#### Exercise inputs ####
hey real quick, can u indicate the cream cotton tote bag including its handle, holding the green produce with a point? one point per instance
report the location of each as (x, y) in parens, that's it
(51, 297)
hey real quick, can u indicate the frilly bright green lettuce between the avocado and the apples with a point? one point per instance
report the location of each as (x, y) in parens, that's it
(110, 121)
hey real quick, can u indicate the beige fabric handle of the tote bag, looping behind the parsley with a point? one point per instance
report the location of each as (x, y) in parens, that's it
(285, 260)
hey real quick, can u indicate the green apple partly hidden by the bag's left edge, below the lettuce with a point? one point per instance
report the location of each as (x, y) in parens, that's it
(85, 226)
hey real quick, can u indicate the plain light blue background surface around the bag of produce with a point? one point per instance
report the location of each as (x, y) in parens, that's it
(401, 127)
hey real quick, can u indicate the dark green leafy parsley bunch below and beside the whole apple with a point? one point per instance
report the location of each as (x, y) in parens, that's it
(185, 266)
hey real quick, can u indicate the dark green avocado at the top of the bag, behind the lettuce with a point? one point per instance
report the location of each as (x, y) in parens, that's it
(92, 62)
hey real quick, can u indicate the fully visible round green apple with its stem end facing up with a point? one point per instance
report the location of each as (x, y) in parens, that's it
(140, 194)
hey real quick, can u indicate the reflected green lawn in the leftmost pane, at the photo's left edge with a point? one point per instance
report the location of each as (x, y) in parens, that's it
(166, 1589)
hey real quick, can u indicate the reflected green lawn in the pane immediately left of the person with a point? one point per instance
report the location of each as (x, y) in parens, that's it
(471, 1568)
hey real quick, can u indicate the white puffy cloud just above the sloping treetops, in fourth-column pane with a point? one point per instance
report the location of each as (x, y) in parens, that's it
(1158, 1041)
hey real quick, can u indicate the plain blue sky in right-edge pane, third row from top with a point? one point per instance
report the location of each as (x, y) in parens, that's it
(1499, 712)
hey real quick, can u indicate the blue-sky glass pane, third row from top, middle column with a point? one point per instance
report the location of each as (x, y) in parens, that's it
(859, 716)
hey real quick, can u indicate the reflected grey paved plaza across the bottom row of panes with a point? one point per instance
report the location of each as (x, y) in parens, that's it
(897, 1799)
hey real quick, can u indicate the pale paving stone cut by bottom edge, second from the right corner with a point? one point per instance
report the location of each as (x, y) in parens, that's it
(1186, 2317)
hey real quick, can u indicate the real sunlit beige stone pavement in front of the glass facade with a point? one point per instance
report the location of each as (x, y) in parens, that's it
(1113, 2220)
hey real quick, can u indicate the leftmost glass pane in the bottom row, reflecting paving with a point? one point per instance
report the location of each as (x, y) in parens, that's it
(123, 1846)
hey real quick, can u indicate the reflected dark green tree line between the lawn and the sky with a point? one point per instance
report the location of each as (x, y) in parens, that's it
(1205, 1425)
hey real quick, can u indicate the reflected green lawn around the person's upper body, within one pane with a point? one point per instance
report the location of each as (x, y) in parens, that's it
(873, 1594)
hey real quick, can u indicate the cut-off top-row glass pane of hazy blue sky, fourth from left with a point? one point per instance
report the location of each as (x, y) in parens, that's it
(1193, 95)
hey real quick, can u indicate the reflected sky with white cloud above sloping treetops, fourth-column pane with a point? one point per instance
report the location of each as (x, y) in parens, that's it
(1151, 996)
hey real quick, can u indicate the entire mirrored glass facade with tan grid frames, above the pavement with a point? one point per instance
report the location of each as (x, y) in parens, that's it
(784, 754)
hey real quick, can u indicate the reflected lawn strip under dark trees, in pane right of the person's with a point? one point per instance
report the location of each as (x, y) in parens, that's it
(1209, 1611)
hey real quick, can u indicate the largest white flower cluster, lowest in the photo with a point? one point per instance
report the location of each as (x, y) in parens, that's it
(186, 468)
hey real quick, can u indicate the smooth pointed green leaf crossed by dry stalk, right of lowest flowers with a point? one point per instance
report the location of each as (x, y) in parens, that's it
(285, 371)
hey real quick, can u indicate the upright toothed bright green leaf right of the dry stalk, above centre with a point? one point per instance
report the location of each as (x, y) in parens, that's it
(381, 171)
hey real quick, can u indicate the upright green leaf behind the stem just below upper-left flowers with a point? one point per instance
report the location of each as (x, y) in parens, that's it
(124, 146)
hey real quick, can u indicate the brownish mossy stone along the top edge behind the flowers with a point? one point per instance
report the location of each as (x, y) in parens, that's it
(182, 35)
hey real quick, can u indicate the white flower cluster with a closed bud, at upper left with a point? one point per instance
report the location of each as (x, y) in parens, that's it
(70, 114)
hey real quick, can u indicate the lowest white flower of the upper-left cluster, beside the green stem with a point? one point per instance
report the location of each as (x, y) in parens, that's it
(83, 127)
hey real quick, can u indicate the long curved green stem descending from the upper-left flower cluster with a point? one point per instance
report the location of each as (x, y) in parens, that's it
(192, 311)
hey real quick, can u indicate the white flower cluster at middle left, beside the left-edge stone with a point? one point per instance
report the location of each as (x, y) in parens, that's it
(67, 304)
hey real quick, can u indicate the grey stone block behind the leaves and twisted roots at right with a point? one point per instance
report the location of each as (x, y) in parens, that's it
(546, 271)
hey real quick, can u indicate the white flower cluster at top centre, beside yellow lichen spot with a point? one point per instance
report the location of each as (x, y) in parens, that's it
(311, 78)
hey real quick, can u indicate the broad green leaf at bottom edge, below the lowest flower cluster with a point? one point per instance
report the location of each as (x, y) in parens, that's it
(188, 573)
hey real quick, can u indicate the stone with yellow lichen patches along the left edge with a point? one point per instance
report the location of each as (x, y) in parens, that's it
####
● Your assignment
Copy out each line of the records where the word "photo" appears.

● Solution below
hey real quick, can u indicate the reflected green lawn in the leftmost pane, at the photo's left edge with a point? one point per instance
hey real quick, can u indicate the largest white flower cluster, lowest in the photo with a point? one point per instance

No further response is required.